Please render every line of the entries below as a JSON list of strings, one string per line, leaving out the blank lines.

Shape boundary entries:
----

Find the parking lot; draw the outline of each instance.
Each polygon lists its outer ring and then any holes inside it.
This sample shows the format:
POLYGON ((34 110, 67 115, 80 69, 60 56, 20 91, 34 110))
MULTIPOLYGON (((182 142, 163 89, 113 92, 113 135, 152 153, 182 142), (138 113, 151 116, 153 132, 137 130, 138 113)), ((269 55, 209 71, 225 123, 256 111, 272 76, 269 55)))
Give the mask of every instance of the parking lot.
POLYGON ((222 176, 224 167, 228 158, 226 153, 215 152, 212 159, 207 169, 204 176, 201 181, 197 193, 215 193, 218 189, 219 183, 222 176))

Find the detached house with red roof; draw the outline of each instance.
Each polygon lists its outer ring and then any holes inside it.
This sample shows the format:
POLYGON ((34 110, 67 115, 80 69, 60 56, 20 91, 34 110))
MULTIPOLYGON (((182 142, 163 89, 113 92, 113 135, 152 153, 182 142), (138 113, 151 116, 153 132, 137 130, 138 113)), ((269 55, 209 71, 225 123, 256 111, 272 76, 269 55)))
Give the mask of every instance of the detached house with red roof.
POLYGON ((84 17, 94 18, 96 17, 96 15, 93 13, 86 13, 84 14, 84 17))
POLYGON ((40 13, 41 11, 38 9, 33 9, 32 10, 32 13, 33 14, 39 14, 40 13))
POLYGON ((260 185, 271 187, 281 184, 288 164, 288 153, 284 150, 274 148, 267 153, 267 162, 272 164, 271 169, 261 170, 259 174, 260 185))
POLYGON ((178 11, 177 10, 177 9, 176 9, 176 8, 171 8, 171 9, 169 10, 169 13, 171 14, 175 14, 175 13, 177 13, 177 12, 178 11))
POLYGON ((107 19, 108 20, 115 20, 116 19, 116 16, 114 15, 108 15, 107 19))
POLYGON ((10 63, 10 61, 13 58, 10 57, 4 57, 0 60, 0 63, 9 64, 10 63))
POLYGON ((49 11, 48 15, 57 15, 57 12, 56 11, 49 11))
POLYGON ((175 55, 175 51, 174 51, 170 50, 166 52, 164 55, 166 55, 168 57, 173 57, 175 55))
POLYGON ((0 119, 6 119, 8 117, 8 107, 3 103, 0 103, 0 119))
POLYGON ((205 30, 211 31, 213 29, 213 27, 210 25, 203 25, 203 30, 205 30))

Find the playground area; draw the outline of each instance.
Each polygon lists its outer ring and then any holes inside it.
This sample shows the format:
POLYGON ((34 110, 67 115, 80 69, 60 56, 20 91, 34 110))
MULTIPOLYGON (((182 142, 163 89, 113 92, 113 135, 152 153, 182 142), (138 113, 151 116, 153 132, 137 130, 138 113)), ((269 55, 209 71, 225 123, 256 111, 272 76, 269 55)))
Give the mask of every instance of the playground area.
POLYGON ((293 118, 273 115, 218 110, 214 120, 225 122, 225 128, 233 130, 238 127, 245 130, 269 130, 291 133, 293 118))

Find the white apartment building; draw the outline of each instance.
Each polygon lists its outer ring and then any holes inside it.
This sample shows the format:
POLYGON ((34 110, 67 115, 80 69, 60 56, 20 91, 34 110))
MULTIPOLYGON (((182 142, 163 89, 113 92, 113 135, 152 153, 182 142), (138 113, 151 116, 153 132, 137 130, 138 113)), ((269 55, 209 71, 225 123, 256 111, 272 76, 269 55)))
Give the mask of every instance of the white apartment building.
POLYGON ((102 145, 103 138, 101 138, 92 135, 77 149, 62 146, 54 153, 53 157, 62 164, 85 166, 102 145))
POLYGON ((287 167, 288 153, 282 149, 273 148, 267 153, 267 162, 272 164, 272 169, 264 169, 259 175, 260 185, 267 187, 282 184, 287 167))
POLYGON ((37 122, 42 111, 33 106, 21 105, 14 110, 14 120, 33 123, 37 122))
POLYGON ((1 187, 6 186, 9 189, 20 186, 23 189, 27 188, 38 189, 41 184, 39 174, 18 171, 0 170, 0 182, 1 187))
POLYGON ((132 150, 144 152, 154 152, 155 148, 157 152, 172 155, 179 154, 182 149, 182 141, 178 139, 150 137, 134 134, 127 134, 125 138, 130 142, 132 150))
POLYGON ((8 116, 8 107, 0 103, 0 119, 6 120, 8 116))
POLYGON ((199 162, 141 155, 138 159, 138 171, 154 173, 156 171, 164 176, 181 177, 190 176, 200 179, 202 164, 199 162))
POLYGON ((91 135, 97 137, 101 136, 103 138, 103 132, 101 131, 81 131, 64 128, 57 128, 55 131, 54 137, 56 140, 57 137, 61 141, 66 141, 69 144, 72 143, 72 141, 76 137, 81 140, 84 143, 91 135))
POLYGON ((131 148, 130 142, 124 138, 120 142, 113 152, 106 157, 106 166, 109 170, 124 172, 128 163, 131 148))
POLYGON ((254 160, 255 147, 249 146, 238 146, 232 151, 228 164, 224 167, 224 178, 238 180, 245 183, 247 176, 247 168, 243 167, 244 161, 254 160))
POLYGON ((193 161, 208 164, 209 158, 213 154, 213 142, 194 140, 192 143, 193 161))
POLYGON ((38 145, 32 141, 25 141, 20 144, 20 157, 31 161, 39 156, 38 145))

----

> **The solution**
[
  "Find the parking lot; draw the outline of each instance.",
  "Each polygon lists its outer ring and then any holes inside it.",
  "This sample shows the format:",
  "POLYGON ((34 110, 67 115, 80 69, 60 56, 20 91, 34 110))",
  "MULTIPOLYGON (((182 142, 163 89, 113 92, 113 135, 152 153, 182 142), (138 113, 151 116, 153 132, 137 130, 138 113)), ((269 55, 209 71, 225 123, 256 111, 272 76, 269 55)))",
  "Give the mask of every instance of the parking lot.",
  "POLYGON ((222 176, 224 167, 228 158, 226 153, 215 152, 212 159, 207 169, 204 176, 201 181, 197 193, 215 193, 218 189, 219 183, 222 176))",
  "Find the detached house with red roof; draw the outline of each instance.",
  "Each polygon lists its outer ring and then any holes inside it.",
  "This sample shows the format:",
  "POLYGON ((34 110, 67 115, 80 69, 60 56, 20 91, 34 110))",
  "MULTIPOLYGON (((182 142, 163 89, 113 92, 113 135, 152 153, 182 142), (138 113, 151 116, 153 132, 137 130, 138 113)), ((269 55, 209 71, 225 123, 256 111, 272 76, 269 55)))",
  "Give the mask of every instance of the detached house with red roof.",
  "POLYGON ((84 17, 94 18, 96 17, 96 15, 93 13, 86 13, 84 14, 84 17))",
  "POLYGON ((40 13, 41 11, 38 9, 33 9, 32 10, 32 13, 33 14, 39 14, 40 13))",
  "POLYGON ((260 185, 271 187, 281 184, 288 164, 288 153, 284 150, 274 148, 267 153, 267 162, 272 164, 271 169, 261 170, 259 174, 260 185))",
  "POLYGON ((178 11, 177 10, 177 9, 176 9, 176 8, 171 8, 171 9, 169 10, 169 13, 171 14, 175 14, 175 13, 177 13, 177 12, 178 11))",
  "POLYGON ((107 19, 108 20, 115 20, 116 19, 116 16, 114 15, 108 15, 107 19))",
  "POLYGON ((10 63, 10 61, 13 58, 10 57, 4 57, 0 60, 0 63, 9 64, 10 63))",
  "POLYGON ((49 11, 48 15, 57 15, 57 12, 56 11, 49 11))",
  "POLYGON ((175 55, 175 51, 174 51, 170 50, 166 52, 164 55, 166 55, 168 57, 173 57, 175 55))",
  "POLYGON ((0 119, 6 119, 8 117, 8 107, 3 103, 0 103, 0 119))",
  "POLYGON ((205 30, 211 31, 213 29, 213 27, 210 25, 203 25, 203 30, 205 30))",
  "Find the playground area; draw the outline of each instance.",
  "Each polygon lists its outer ring and then any holes inside it.",
  "This sample shows the format:",
  "POLYGON ((34 110, 67 115, 80 69, 60 56, 20 91, 34 110))",
  "MULTIPOLYGON (((182 142, 163 89, 113 92, 113 135, 152 153, 182 142), (138 113, 151 116, 153 132, 137 130, 138 113)), ((269 55, 209 71, 225 123, 256 111, 272 76, 269 55)))",
  "Give the mask of every instance of the playground area.",
  "POLYGON ((293 118, 273 115, 218 110, 214 120, 225 122, 225 128, 233 130, 238 127, 245 130, 269 130, 291 133, 293 118))",
  "Find the white apartment building; draw the outline of each instance.",
  "Each polygon lists its outer ring and then any holes inside it.",
  "This sample shows the format:",
  "POLYGON ((34 110, 67 115, 80 69, 60 56, 20 91, 34 110))",
  "MULTIPOLYGON (((182 142, 163 89, 113 92, 113 135, 152 153, 182 142), (138 113, 151 116, 153 132, 137 130, 138 113)), ((269 55, 209 71, 225 123, 256 111, 272 76, 269 55)))",
  "Give the mask of every instance of the white apartment building.",
  "POLYGON ((102 145, 103 138, 101 138, 92 135, 77 149, 62 146, 54 153, 53 157, 62 164, 85 166, 102 145))",
  "POLYGON ((287 167, 288 153, 282 149, 273 148, 267 153, 267 162, 272 164, 272 169, 264 169, 259 175, 260 185, 267 187, 282 184, 287 167))",
  "POLYGON ((37 122, 42 111, 33 106, 21 105, 14 110, 14 120, 33 123, 37 122))",
  "POLYGON ((1 187, 6 186, 9 189, 20 186, 23 189, 27 188, 38 189, 41 184, 39 174, 18 171, 0 170, 0 182, 1 187))",
  "POLYGON ((132 150, 144 152, 154 152, 155 148, 157 152, 172 155, 179 154, 182 149, 182 141, 178 139, 150 137, 134 134, 127 134, 125 138, 130 142, 132 150))",
  "POLYGON ((8 116, 8 107, 0 103, 0 119, 6 120, 8 116))",
  "POLYGON ((199 162, 141 155, 138 159, 138 171, 154 173, 156 171, 164 176, 181 177, 190 176, 200 179, 202 164, 199 162))",
  "POLYGON ((91 135, 97 137, 101 136, 103 138, 103 132, 101 131, 81 131, 64 128, 57 128, 55 131, 54 137, 56 140, 57 137, 61 141, 66 141, 69 144, 72 143, 72 141, 76 137, 81 140, 84 143, 91 135))",
  "POLYGON ((131 148, 130 142, 124 138, 120 142, 113 152, 106 157, 106 166, 109 170, 124 172, 128 163, 131 148))",
  "POLYGON ((254 160, 255 147, 249 146, 238 146, 232 151, 228 164, 224 167, 224 178, 238 180, 245 183, 247 176, 247 168, 243 167, 244 161, 254 160))",
  "POLYGON ((193 161, 208 164, 209 158, 213 154, 213 142, 194 140, 192 143, 193 161))",
  "POLYGON ((38 145, 32 141, 25 141, 20 144, 20 157, 31 161, 39 156, 38 145))"
]